TASK GOAL — Please find every line in the items below that contains the word "building", matching its case exactly, and copy each of those lines out in full.

STORED DATA —
######

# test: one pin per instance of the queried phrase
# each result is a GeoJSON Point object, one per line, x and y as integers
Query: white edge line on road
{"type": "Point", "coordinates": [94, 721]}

######

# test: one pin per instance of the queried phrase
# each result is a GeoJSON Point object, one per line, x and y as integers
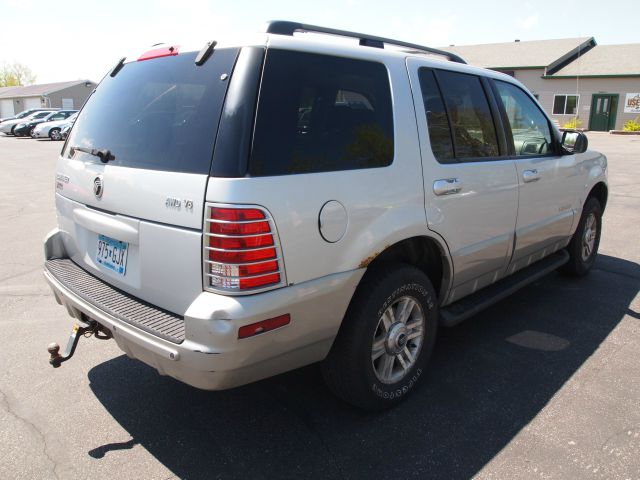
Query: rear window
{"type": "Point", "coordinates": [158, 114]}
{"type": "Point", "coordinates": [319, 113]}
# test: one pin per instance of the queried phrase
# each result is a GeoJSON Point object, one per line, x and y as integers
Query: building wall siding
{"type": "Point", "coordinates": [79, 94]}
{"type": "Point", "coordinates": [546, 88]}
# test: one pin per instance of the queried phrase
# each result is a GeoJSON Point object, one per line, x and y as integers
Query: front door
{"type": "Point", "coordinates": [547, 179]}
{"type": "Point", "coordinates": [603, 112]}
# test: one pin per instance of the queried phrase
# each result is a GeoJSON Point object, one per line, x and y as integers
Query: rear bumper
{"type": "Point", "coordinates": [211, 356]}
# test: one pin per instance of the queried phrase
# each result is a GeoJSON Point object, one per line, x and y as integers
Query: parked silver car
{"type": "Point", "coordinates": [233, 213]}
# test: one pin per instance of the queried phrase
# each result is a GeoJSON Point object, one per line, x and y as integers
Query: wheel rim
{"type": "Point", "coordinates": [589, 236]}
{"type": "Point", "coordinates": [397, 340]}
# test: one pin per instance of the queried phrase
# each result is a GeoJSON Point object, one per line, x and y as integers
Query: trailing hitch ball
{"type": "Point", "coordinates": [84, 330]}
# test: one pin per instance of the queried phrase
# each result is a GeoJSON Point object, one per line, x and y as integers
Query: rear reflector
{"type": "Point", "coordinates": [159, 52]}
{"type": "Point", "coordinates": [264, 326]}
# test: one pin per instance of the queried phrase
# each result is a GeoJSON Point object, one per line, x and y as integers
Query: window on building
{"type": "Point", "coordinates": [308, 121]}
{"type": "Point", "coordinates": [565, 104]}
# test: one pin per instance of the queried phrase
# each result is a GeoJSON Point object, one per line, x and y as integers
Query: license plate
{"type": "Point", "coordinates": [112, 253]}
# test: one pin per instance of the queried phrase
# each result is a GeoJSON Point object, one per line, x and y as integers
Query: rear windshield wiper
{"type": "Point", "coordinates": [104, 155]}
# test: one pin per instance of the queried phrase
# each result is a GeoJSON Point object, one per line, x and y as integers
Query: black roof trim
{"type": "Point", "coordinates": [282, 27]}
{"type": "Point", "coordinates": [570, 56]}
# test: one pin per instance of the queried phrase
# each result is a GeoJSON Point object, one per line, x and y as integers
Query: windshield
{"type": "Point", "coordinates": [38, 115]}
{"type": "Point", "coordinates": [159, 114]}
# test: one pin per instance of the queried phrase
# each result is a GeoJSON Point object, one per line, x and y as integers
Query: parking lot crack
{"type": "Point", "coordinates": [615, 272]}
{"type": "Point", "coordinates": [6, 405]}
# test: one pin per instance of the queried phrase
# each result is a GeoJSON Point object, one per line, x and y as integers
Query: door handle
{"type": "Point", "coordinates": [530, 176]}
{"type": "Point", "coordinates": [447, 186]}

######

COMPLETE OUTPUT —
Query: building wall siding
Query: window on building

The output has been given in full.